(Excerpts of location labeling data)
+-------+
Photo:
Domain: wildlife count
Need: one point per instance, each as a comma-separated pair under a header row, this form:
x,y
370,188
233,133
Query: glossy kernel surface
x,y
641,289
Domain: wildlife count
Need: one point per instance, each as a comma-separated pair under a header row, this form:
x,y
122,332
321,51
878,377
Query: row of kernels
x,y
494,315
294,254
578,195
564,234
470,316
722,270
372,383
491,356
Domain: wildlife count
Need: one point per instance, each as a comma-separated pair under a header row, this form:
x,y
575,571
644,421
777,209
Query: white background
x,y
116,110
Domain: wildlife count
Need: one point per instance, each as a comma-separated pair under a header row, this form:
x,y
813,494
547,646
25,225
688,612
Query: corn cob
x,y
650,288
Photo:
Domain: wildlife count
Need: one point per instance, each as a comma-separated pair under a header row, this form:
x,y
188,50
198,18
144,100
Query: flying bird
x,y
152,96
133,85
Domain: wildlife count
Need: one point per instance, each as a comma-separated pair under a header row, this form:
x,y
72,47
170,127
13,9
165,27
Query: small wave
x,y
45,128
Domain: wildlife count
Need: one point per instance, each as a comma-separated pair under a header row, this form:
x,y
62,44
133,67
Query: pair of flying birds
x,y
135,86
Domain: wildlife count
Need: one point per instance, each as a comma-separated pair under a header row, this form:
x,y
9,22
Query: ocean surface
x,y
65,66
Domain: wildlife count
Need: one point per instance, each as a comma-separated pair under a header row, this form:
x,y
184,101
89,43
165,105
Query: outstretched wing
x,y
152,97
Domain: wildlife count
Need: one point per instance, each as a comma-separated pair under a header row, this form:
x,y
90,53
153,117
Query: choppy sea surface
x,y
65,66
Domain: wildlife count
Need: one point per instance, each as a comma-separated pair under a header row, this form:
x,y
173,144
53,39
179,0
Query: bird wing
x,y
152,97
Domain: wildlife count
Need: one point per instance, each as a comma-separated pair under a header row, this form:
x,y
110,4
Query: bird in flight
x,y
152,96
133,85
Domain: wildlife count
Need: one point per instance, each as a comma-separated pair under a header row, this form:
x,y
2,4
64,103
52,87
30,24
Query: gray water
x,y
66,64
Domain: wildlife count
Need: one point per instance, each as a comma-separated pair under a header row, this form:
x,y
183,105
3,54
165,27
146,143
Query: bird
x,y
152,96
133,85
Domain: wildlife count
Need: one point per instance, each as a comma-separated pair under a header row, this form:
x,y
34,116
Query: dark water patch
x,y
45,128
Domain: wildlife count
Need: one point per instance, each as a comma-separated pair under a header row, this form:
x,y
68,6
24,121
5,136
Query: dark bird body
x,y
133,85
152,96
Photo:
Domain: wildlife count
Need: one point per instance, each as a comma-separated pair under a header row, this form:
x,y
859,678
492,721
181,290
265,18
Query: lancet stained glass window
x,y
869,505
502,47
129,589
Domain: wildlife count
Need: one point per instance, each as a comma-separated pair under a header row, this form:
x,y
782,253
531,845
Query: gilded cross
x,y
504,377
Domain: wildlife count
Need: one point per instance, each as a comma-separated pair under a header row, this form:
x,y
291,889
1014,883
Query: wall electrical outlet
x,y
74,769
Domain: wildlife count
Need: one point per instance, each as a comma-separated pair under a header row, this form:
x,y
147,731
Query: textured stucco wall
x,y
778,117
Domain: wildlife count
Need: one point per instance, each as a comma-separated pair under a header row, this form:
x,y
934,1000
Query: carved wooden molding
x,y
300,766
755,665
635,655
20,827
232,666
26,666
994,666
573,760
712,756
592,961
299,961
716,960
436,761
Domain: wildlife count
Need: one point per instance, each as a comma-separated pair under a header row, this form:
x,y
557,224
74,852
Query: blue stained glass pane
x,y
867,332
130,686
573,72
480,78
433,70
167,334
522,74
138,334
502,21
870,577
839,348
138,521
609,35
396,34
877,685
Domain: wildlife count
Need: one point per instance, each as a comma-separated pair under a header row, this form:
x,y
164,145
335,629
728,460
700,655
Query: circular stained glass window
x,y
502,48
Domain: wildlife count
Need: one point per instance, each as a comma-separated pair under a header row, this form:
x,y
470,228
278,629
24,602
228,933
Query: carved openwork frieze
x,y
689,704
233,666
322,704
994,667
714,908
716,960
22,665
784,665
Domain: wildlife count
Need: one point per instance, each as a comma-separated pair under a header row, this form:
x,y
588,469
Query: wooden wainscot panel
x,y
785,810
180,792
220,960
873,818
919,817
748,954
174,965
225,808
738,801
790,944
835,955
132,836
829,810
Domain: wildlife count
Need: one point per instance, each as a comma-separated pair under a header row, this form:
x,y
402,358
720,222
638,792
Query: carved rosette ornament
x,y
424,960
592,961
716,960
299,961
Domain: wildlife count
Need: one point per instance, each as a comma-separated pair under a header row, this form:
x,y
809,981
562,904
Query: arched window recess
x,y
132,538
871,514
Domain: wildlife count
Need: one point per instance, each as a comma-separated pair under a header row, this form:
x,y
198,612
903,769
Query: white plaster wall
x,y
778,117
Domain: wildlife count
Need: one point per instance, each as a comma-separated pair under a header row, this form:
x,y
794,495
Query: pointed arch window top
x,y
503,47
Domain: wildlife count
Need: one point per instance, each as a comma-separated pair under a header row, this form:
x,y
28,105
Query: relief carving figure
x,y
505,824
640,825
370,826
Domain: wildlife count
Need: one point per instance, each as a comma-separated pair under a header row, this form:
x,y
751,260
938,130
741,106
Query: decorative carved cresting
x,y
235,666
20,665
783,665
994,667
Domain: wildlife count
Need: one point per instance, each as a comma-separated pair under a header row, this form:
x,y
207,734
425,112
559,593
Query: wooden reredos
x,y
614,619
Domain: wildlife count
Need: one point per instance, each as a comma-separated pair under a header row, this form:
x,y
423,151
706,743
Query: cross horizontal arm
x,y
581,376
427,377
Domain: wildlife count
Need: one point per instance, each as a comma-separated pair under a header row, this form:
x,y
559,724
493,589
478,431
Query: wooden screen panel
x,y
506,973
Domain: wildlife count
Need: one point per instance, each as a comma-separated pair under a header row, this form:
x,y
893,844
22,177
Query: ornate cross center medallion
+-------+
Restate all of the entries exactly, please.

--- SOLUTION FOR THIS EXERCISE ---
Photo:
Domain: wildlife count
Need: one point per instance, each as a comma-separated pair under a header row, this form:
x,y
370,188
233,133
Query: glossy kernel surface
x,y
641,289
Domain: wildlife count
Need: one point per instance, each as a comma-separated pair under a header row, this form:
x,y
122,332
321,51
878,377
Query: row of kernels
x,y
494,315
294,254
578,195
564,234
470,316
722,270
372,383
491,356
Domain: wildlife count
Need: one point per instance, each as a comma-separated pair under a header row, this form:
x,y
575,571
644,421
777,209
Query: white background
x,y
116,110
Domain: wildlife count
Need: one point per instance, each as a comma-separated pair under a header row, this form:
x,y
813,494
547,646
25,225
688,612
Query: corn cob
x,y
650,288
Photo:
Domain: wildlife count
Need: one point per instance, each as a comma-separated pair under a header row, this form:
x,y
188,50
198,18
144,100
Query: flying bird
x,y
152,96
133,85
Domain: wildlife count
Need: one point per instance, each as a comma-separated pair under a header row, this form:
x,y
72,47
170,127
13,9
165,27
Query: small wave
x,y
45,128
Domain: wildlife count
Need: one point per instance, each as a comma-separated pair under a header row, this form:
x,y
62,44
133,67
Query: pair of flying birds
x,y
135,86
Domain: wildlife count
Need: one point per instance, each as a comma-separated pair under a header row, this form:
x,y
9,22
Query: ocean surface
x,y
65,66
Domain: wildlife count
Need: one point per instance, each as a comma-separated pair under a header row, this form:
x,y
184,101
89,43
165,105
Query: outstretched wing
x,y
152,97
Domain: wildlife count
Need: one point per instance, each as a comma-separated pair under a header row, this form:
x,y
90,53
153,117
Query: choppy sea surface
x,y
65,66
Domain: wildlife count
Need: one point per instance, each as a comma-separated pair under a header row, this form:
x,y
173,144
53,39
179,0
Query: bird wing
x,y
152,97
Domain: wildlife count
Need: one point per instance, each as a comma-separated pair under a header row, this form:
x,y
110,4
Query: bird in flight
x,y
152,96
133,85
Domain: wildlife count
Need: one point per instance, each as a comma-separated pair under a header row, this form:
x,y
2,4
64,103
52,87
30,24
Query: gray water
x,y
66,64
Domain: wildlife count
Need: one point per instance, each as a comma-separated pair under a header row, this form:
x,y
183,105
3,54
165,27
146,143
Query: bird
x,y
152,96
133,85
Domain: wildlife count
Need: one point per instance, each as a comma-separated pair under a header row, this form:
x,y
34,116
Query: dark water patch
x,y
45,128
Domain: wildlife count
Need: one point per instance, each as a comma-separated pair under a header row, this form:
x,y
68,6
24,121
5,136
Query: dark bird body
x,y
133,85
152,96
Photo:
Domain: wildlife count
Need: one point per instance, each as a comma-separated pair under a header row, this form:
x,y
859,678
492,721
181,290
265,18
Query: lancet stained glass window
x,y
869,505
502,47
129,589
Domain: wildlife count
Need: one point per instance, each as a comma-separated pair under a header row, this form:
x,y
782,253
531,845
Query: gilded cross
x,y
504,377
Domain: wildlife count
Need: one point per instance, each as a comma-separated pair under a header row, this form:
x,y
291,889
1014,883
Query: wall electrical outlet
x,y
74,769
Domain: wildlife count
Need: one point per instance, each as a comma-separated pair under a header row, this form:
x,y
147,731
Query: textured stucco wall
x,y
778,117
Domain: wildlife count
Need: one point per instance, each as a comma-separated pair under a header row, this form:
x,y
934,1000
Query: carved wooden molding
x,y
300,766
755,665
635,655
20,827
232,666
26,666
994,666
573,760
712,756
592,961
299,961
716,960
436,761
Domain: wildlife count
Need: one point per instance, each as a comma-separated pair under a header row, this form:
x,y
557,224
74,852
Query: blue stained glass pane
x,y
867,332
130,686
573,72
480,78
433,70
167,334
522,74
138,334
502,21
870,577
839,348
138,521
609,35
396,34
877,685
Domain: wildlife count
Need: one point per instance, each as a comma-separated pair under a header row, this form:
x,y
164,145
335,629
728,460
700,655
Query: circular stained glass window
x,y
502,48
Domain: wildlife count
Need: one point per instance, each as a comma-separated pair under a header row, this form:
x,y
470,228
278,629
24,602
228,933
Query: carved openwork frieze
x,y
689,704
233,666
322,704
994,667
714,908
716,960
22,665
784,665
Domain: wildlife count
Need: one point per instance, each as a comma-separated pair under a header row, this form:
x,y
588,469
Query: wooden wainscot panel
x,y
785,810
180,792
220,960
873,818
919,817
748,954
174,965
225,808
738,801
790,944
835,955
132,836
829,810
Domain: wildlife count
Need: one point per instance, each as a comma-separated pair under a header row, this form:
x,y
402,358
720,222
638,792
Query: carved rosette ornament
x,y
424,960
592,961
716,960
299,961
Domain: wildlife count
Need: one point per instance, each as a comma-separated pair under a header row, this form:
x,y
809,981
562,904
Query: arched window recess
x,y
132,538
871,514
Domain: wildlife count
Need: one point per instance, each as a comma-separated pair under a header row, this form:
x,y
198,612
903,769
Query: white plaster wall
x,y
778,117
Domain: wildlife count
Need: one point per instance, each as a comma-separated pair under a header row, this form:
x,y
794,495
Query: pointed arch window top
x,y
503,47
Domain: wildlife count
Need: one point per instance, each as a comma-separated pair under a header row, this form:
x,y
28,105
Query: relief carving figure
x,y
505,824
640,825
370,826
Domain: wildlife count
Need: one point per instance, each as a comma-separated pair under a header row, this form:
x,y
751,260
938,130
741,106
Query: decorative carved cresting
x,y
235,666
20,665
783,665
994,667
Domain: wildlife count
Need: one point per instance, each as a comma-separated pair under a header row, this form:
x,y
207,734
425,112
559,593
Query: wooden reredos
x,y
614,619
Domain: wildlife count
Need: one point per instance, each as a comma-separated pair under a header row, this form:
x,y
423,151
706,743
Query: cross horizontal arm
x,y
581,376
427,377
Domain: wildlife count
Need: one point per instance, each as a comma-separated pair under a header row, this form:
x,y
559,724
493,589
478,431
Query: wooden screen panel
x,y
506,973
Domain: wildlife count
Need: one point per instance, each as a comma-separated pair under a header row, this form:
x,y
893,844
22,177
Query: ornate cross center medallion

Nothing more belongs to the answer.